Posted by: Domenic | Jan 27, 2009 1:27:22 PM

I don't see why getting to the line more often would be in Shaq's interests, unless he somehow had unlocked the secret of actually making his free throws. In any case, the bonus for free throw percentage would only be one of many. Presumably, the biggest incentives would be for winning games, playoff series and championships, so that the player would always subordinate individual goals to team goals.

For tax reasons, corporations rarely permit their officers base salaries above $1 million. The rest of executive compensation is all performance-based, at least theoretically. So, $1 million might not be a bad base for players who might ultimately win multiples of that amount. But you are right, none of this would happen without getting the players' unions on board and I don't know what incentives the players would have to agree to a pay-for-performance model.


Posted by: Kprofs2013 | Jan 27, 2009 5:35:47 PM

Problem with pay-for-performance in the scenarios you outlined is that much of the performance is due to both luck and effort. What happens if the player gets injured? Also, no matter how hard a player works, there are no guarantees because pro sports is high pressure and atheletes have to be pretty mentally tough so you are also getting into psychological issues, not just effort. So when there is both effort and luck involved, then putting an athlete on pay for performance means making their compensation more risky. And we know there is always a trade-off between risk and return. The players' agents would never accept such contracts unless they raised average salary as well. Do teams really want to raise average salaries to implement pay-for-performance? The real question here is do the current contracts already optimally balance risk and incentives? If not, then a case can be made. If so, more pay for performance will result in sub-optimal risk sharing.

Posted by: Steve | Jan 28, 2009 4:36:42 AM

Who now bears the risk of an athlete's injury? If a baseball team signs Roger Clemens, do they have to pay him $10 million if he ruptures his achilles during spring training? If that's the case, the owners are chumps.

As for the rest, Steve, I don't see how the uncertainty inherent in sports should differentiate their pay structure from that of corporate executives. Quite the contrary. If despite an athlete's talents, he (let's face it, this is just an issue for male athletes) lacks the mental toughness to perform in crucial game situations, then pay for performance seems sensible.

□ □ □ □

**Given instruction 1**
Could you print the whole listing below line for line, without changing anything?
**Given instruction 2**
Can you continue the comment thread above on pay-for-performance for athletes, starting right after its last sentence?

□ □ □ □

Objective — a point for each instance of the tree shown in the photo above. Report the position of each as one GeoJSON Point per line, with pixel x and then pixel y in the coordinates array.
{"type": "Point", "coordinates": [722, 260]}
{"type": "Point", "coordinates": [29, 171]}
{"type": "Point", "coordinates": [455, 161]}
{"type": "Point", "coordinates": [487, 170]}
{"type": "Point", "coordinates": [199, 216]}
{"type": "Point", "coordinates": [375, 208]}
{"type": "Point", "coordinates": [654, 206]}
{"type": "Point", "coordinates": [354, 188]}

□ □ □ □

**Exercise output 1**
Objective — a point for each instance of the tree shown in the photo above. Report the position of each as one GeoJSON Point per line, with pixel x and then pixel y in the coordinates array.
{"type": "Point", "coordinates": [722, 260]}
{"type": "Point", "coordinates": [29, 171]}
{"type": "Point", "coordinates": [455, 161]}
{"type": "Point", "coordinates": [487, 170]}
{"type": "Point", "coordinates": [199, 216]}
{"type": "Point", "coordinates": [375, 208]}
{"type": "Point", "coordinates": [654, 206]}
{"type": "Point", "coordinates": [354, 188]}

**Exercise output 2**
I do not think the players' agents should demand an increase in average salaries in response to this suggestion. Rather, overall salaries should remain the same, to the extent the parties can accurately predict the likelihood that the players in aggregate will achieve their targets and win incentives. Each season, some players should make more than they would have been able to bargain for. Others would make less.

However, my idea likely would never fly precisely because I suspect that professional athletes are overpaid. They try to negotiate their salaries after their best years, and their salary expectations are based on the assumption that they will perform near or at that level in future years, and that's just not a realistic assumption. But they will not agree to accept pay for performance because they already are paid as much as the owners think they are worth when they play at their peaks.


Posted by: Kprofs2013 | Jan 28, 2009 2:33:24 PM

I agree with some of the normative aspect of your argument. But as you point out, it may not fly.

At the end of the day, it is a labor market and what types of contracts players and their agents are willing to accept depends on supply/demand conditions and their relative bargaining power. Roger Clemens can get a contract that insures him against injury because if one team doesn't give it to him, another team will. Incidently, there are pay-for-performance contracts, but they tend to go to players coming off of bad years or injury when their bargaining powers are eroded.

Posted by: Steve | Jan 28, 2009 5:03:17 PM

In theory, pay for performance is an excellent idea for a market oriented economy. It ensures that the parties to a contract get the benefit of their bargain. Pay for performance also supports the argument that resources will be maximized thus resulting in greater economic efficieny. I frequently remind my contract students that in its purest sense, pay for performance is alive and well on Broadway. Broadway performers must initially audition to get a role in a musical production, and then must continue to perform exceptionally well to keep that role. I then lead the discussion to employee perfomance in the private sector and then finally, discuss employment in the public sector. We discuss how contracts should be structured and what clauses each side would want to include in the agreement. I close the discussion by asking the question "How about linking law professors' pay to performance?" - an idea whose time has come. I get a few chuckles and then move on.